• _Document segment_:
%%

The right to receive assisted suicide for virtually any reason is especially popular among self-declared "free thinkers" and humanists. Thus, Tom Flynn, the editor of Free Inquiry, the house organ for the Council for Secular Humanism, wrote in the Spring 2003 issue, that the belief in human liberty must include an unfettered right to die. "While suicide has never been exactly popular, a new assault on our right to suicide is brewing. It's something secular humanists ought to resist." Why? Because Flynn (and other humanists) believe fervently that a right to suicide is a crucial element of human liberty:

What's really in play here is the old dogma that individuals don't own their own lives. Physician-assisted suicide is but part of the issue. If we trust our fellow humans to choose their occupations, their significant others, their political persuasions, and their stances on religion, we should also defend their right to dispose of their most valuable possessions--their lives--even if disposing of life is precisely the choice they make.

There are even ongoing discussions in bioethics suggesting that some people might have an ethical obligation to commit suicide. Thus, a 1997 cover story in the prestigious bioethics journal the Hastings Center Report, philosopher John Hardwig argued that there is not only a right, but also a "duty to die":

A duty to die is more likely when continuing to live will impose significant burdens--emotional burdens, extensive caregiving, destruction of life plans, and yes, financial hardship--on your family and loved ones. This is the fundamental insight underlying a duty to die.

A duty to die becomes greater as you grow older. As we age, we will be giving up less by giving up our lives . . . To have reached the age of say, seventy-five or eighty years without being ready to die is itself a moral failing, the sign of a life out of touch with life's basic realities.

Bioethicist Battin has also supported the concept of an eventual duty to die for those living in rich countries, not just to spare burdening our loved ones but to promote world egalitarianism. Thus, she wrote in a book chapter called "Global Life Expectancies and the Duty to Die" that the time may come when we will have the moral obligation to "conserve health care resources by forgoing treatment or directly ending [our] life" toward promoting "health prospects and life expectancies" that are more equal around the globe.

DESPITE THIS THICKENING ATMOSPHERE of suicide permissiveness, most assisted suicide advocates in this country continue to insist that "all" they want is for the terminally ill to have access to hastened death.

For some, clearly, this is a mere political tactic. The ultimate goal is a much broader death license. Others may actually mean for the initial terminal illness limitation to be permanent, believing that "restricted" assisted suicide, once accepted widely, would not spread to ever widening swaths of acceptable killing (as it has in the Netherlands).

Which camp one decides best represents the overall euthanasia movement doesn't really matter. Once assisted suicide is accepted in law and culture, the premises of radical autonomy and allowing killing to alleviate human suffering would conjoin, unleashing the irresistible power of logic that would push us inexorably toward the humanist nirvana of death on demand.

Wesley J. Smith is a senior fellow at the Discovery Institute, an attorney for the International Task Force on Euthanasia and Assisted Suicide, and a special consultant to the Center for Bioethics and Culture. His website is wesleyjsmith.com.

Correction appended, 4/27/06: The article originally stated that the Tom Flynn Free Inquiry piece appeared in the April 19, 2006 issue. Instead, the Flynn article appeared in the Spring 2003 issue.

%%

• _The task_:
Answer these from the assisted-suicide article:
(a) In which journal did John Hardwig's 1997 cover story appear?
(b) What is the title of the book chapter by Battin?
(c) Which issue of Free Inquiry carried the Tom Flynn piece?

Stored dataset items:
%%

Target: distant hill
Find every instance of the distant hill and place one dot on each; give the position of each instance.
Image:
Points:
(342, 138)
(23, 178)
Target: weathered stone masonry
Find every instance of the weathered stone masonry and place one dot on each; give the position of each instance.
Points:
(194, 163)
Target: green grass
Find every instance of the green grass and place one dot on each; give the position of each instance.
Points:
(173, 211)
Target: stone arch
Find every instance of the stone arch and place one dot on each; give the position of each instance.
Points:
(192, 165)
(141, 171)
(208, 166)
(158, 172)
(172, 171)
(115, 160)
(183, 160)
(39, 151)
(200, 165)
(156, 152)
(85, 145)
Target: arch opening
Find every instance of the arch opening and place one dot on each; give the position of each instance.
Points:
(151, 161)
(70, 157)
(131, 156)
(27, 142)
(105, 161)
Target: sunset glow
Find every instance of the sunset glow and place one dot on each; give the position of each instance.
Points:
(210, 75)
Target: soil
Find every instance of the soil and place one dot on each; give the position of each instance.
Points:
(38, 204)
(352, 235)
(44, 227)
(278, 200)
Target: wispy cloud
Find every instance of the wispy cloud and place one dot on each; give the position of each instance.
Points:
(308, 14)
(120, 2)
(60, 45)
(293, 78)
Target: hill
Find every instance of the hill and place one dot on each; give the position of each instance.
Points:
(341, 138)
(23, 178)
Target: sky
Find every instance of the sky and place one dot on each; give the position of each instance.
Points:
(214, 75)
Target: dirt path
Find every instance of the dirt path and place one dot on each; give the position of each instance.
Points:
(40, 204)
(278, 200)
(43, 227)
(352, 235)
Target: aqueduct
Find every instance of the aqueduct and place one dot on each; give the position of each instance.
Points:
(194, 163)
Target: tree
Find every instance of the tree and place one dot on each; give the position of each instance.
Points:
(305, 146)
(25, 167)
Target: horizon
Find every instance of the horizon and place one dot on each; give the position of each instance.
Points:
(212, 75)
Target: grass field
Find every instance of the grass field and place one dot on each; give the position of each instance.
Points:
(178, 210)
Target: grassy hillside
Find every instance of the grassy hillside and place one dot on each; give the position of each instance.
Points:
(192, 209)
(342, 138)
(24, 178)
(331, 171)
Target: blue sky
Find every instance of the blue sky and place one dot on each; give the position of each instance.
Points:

%%

• _Response_:
(a) The Hastings Center Report
(b) "Global Life Expectancies and the Duty to Die"
(c) The Spring 2003 issue